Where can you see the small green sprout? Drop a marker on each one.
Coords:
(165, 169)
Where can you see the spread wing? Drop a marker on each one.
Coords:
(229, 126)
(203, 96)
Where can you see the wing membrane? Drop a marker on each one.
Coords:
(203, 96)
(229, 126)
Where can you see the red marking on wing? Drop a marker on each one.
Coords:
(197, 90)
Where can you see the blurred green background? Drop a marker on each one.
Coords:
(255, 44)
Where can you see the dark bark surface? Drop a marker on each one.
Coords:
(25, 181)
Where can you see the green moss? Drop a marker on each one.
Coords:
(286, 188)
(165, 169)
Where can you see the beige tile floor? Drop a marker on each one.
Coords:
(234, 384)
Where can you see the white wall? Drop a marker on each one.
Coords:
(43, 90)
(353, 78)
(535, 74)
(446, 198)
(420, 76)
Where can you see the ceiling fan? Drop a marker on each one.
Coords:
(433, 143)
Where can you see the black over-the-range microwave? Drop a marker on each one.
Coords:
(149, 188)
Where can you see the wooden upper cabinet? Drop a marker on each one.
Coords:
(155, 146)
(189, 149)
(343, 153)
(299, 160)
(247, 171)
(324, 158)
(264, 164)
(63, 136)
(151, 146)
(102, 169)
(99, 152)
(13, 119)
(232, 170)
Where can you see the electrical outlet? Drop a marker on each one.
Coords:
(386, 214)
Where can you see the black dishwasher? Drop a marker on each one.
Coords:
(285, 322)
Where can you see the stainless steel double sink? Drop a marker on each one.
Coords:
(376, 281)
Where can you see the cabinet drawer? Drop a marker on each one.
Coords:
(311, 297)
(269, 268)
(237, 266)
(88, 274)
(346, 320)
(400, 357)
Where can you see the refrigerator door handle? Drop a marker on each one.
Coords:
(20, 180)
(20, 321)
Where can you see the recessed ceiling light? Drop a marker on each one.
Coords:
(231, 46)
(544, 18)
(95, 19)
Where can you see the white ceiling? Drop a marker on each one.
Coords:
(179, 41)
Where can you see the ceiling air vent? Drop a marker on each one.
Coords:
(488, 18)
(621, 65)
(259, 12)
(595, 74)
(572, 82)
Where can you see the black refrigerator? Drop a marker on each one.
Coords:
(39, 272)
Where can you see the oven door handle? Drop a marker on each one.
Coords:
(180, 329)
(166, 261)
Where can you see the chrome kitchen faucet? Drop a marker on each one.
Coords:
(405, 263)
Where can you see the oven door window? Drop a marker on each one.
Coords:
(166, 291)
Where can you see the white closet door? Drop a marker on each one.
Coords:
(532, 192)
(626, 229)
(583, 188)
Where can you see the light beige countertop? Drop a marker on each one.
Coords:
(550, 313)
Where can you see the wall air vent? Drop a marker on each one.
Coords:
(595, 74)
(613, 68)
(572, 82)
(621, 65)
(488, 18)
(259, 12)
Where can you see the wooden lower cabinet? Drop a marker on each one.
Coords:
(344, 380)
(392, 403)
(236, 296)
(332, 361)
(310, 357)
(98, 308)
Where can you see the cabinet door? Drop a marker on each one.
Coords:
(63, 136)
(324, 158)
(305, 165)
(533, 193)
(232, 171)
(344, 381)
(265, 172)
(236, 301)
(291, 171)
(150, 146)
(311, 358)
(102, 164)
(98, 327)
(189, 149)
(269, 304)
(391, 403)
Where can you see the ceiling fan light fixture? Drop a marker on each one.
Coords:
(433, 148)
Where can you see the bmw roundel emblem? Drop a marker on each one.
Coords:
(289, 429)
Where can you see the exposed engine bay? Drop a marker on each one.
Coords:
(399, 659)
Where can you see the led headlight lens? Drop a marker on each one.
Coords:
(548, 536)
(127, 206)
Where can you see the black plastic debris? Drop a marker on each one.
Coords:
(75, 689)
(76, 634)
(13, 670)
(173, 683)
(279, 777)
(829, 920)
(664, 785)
-------
* [TASK STATEMENT] Repeat the listing above in full.

* [RESPONSE BELOW]
Where can you see the small green sprout? Drop a marker on each one.
Coords:
(165, 169)
Where can you see the spread wing? Drop a marker on each one.
Coords:
(229, 126)
(203, 96)
Where can you see the wing membrane? Drop a marker on each one.
Coords:
(203, 96)
(229, 126)
Where can you see the red marking on wing? Drop a marker on each one.
Coords:
(197, 90)
Where can you see the blurred green background? Drop a marker on each one.
Coords:
(255, 44)
Where can you see the dark bark surface? Drop a marker on each one.
Coords:
(25, 181)
Where can you see the green moss? Drop a marker on each one.
Coords:
(286, 188)
(165, 169)
Where can you see the beige tile floor? Drop a marker on each one.
Coords:
(234, 384)
Where can you see the white wall? Drop a marker on each one.
Coords:
(43, 90)
(353, 78)
(535, 74)
(446, 198)
(420, 76)
Where can you see the ceiling fan? Drop a marker on each one.
Coords:
(433, 143)
Where can you see the black over-the-range microwave? Drop a marker on each one.
Coords:
(149, 188)
Where can you see the wooden upper cabinet? Drop a marker on each one.
Coords:
(155, 146)
(189, 149)
(343, 153)
(299, 160)
(247, 171)
(324, 158)
(264, 164)
(63, 136)
(151, 146)
(102, 169)
(99, 152)
(13, 119)
(232, 170)
Where can you see the electrical outlet? Drop a marker on each one.
Coords:
(386, 214)
Where can you see the black dishwasher? Drop a marker on each one.
Coords:
(285, 322)
Where can you see the stainless steel double sink? Drop a marker on each one.
Coords:
(376, 281)
Where can you see the cabinet drawer? Drop a marker on each one.
Coords:
(311, 297)
(269, 268)
(237, 266)
(88, 274)
(346, 320)
(400, 357)
Where can you see the refrigerator door handle? Drop a marker on each one.
Coords:
(20, 180)
(20, 321)
Where can you see the recessed ceiling light? Drop a marker on each one.
Coords:
(231, 46)
(544, 18)
(95, 19)
Where can you see the white ceiling? Drop a marker on each one.
Coords:
(179, 41)
Where can you see the ceiling air vent? Drop a marker on each one.
Coords:
(488, 18)
(621, 65)
(259, 12)
(595, 74)
(572, 82)
Where can you see the black refrigerator? Drop a marker on each one.
Coords:
(39, 272)
Where can you see the oven door handle? Drop a marker on each one.
Coords:
(180, 329)
(166, 261)
Where can you see the chrome kitchen faucet? Drop a marker on each one.
Coords:
(405, 263)
Where can you see the oven door window? Drop a marker on each one.
Coords:
(166, 291)
Where can you see the white closet door? Drop a marker on each one.
Coords:
(532, 192)
(626, 229)
(583, 188)
Where can you see the light beige countertop? Drop a marker on each one.
Coords:
(550, 313)
Where can you see the wall air vent? Drop a marker on each one.
Coords:
(595, 74)
(613, 68)
(572, 82)
(621, 65)
(488, 18)
(259, 12)
Where can you see the wooden lower cabinet? Drop a marker on each one.
Coords:
(344, 380)
(392, 403)
(236, 296)
(332, 361)
(310, 357)
(98, 308)
Where can you see the cabinet door? Drop a marker on each one.
Coords:
(63, 136)
(324, 158)
(305, 165)
(533, 193)
(232, 171)
(344, 381)
(265, 172)
(236, 301)
(291, 171)
(150, 146)
(311, 358)
(102, 164)
(98, 327)
(189, 149)
(269, 304)
(391, 403)
Where can you see the ceiling fan light fixture? Drop a marker on each one.
Coords:
(433, 148)
Where can you see the bmw roundel emblem? Drop a marker on each one.
Coords:
(289, 429)
Where can you see the exposed engine bay? Drop a marker on each one.
Coords:
(399, 659)
Where can you see the led headlight lens? Drop a marker on each one.
Coords:
(548, 536)
(127, 206)
Where can you see the black plastic debris? Drop a marker on each one.
Coords:
(75, 689)
(76, 634)
(13, 670)
(173, 683)
(279, 777)
(829, 920)
(664, 785)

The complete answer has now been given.